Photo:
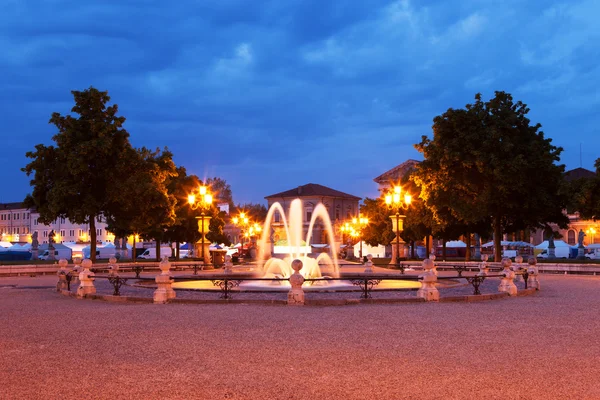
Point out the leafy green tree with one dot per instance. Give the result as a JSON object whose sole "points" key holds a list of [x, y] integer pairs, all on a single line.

==

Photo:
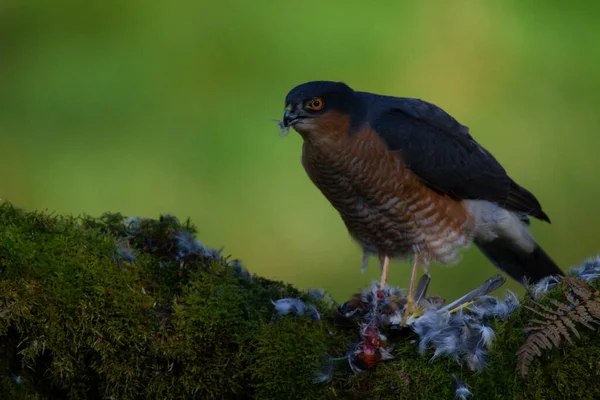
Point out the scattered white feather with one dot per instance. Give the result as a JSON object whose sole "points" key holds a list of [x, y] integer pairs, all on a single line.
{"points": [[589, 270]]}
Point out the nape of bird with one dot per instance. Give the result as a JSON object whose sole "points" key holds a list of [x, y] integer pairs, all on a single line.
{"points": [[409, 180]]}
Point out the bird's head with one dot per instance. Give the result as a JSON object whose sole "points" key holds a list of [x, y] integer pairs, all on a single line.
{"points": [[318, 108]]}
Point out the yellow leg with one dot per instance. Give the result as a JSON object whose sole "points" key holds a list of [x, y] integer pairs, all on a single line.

--

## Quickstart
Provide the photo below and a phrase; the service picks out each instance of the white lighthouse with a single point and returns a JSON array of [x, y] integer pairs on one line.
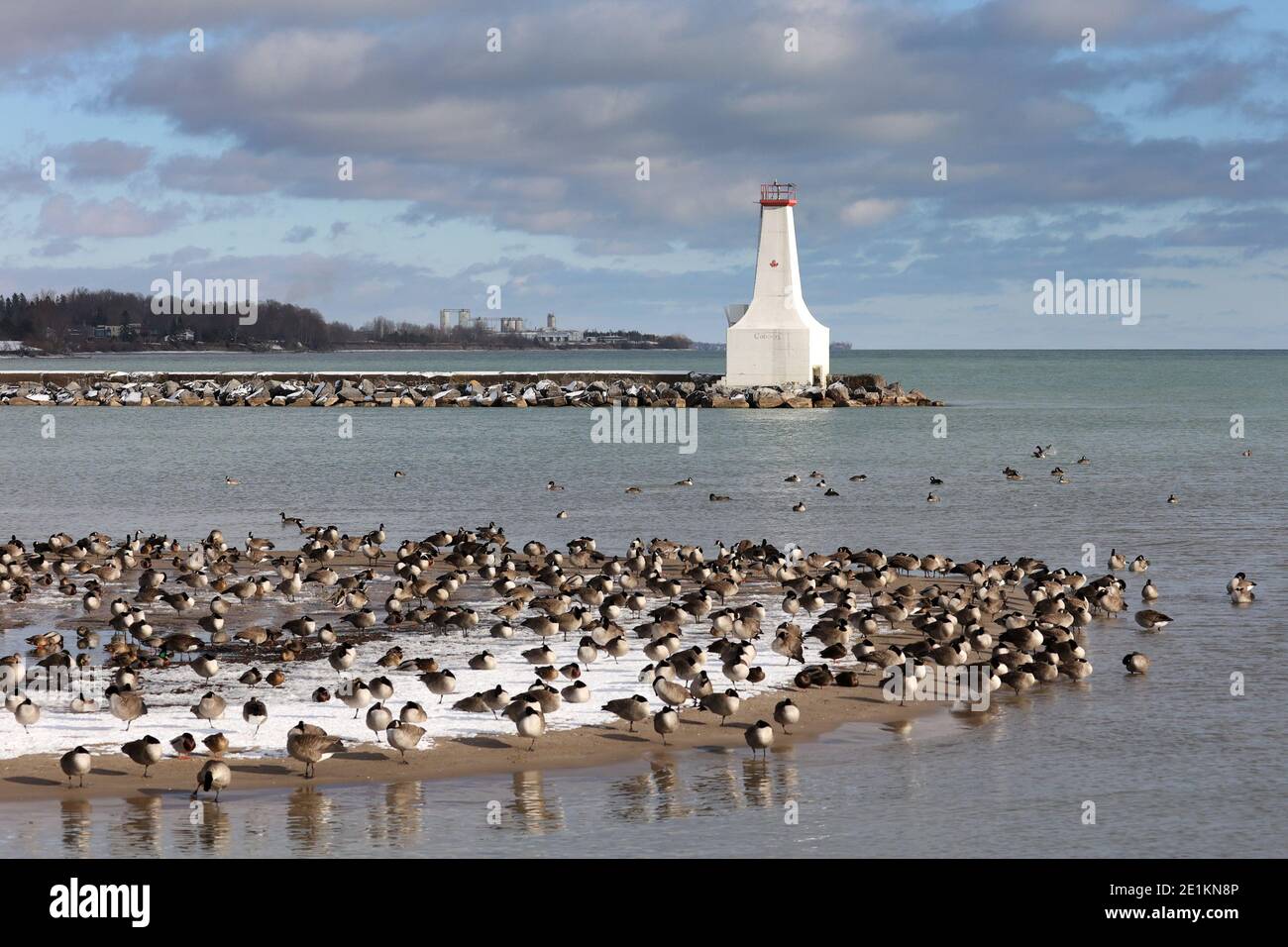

## What is required
Within the listing above, give again exactly every line from the line with "Point out the nape" through the line with "Point out the yellow", both included, and no other line.

## Result of the exercise
Point out the nape of bird with one dot per instance. Give the result as a JSON object whose sole "points" key holds a list of [x, y] integer pairs, all on a single line.
{"points": [[409, 180]]}
Point out the bird's head with one dot per instance. Give the result as a JSON object whose sole "points" key holds a list of [x, y] integer pairs, all on a single line.
{"points": [[318, 108]]}
Point out the yellow leg with one dot per instance. Give the result as a JSON object whose sole "points" key holds a list of [x, y] integer pairs, all on a single line.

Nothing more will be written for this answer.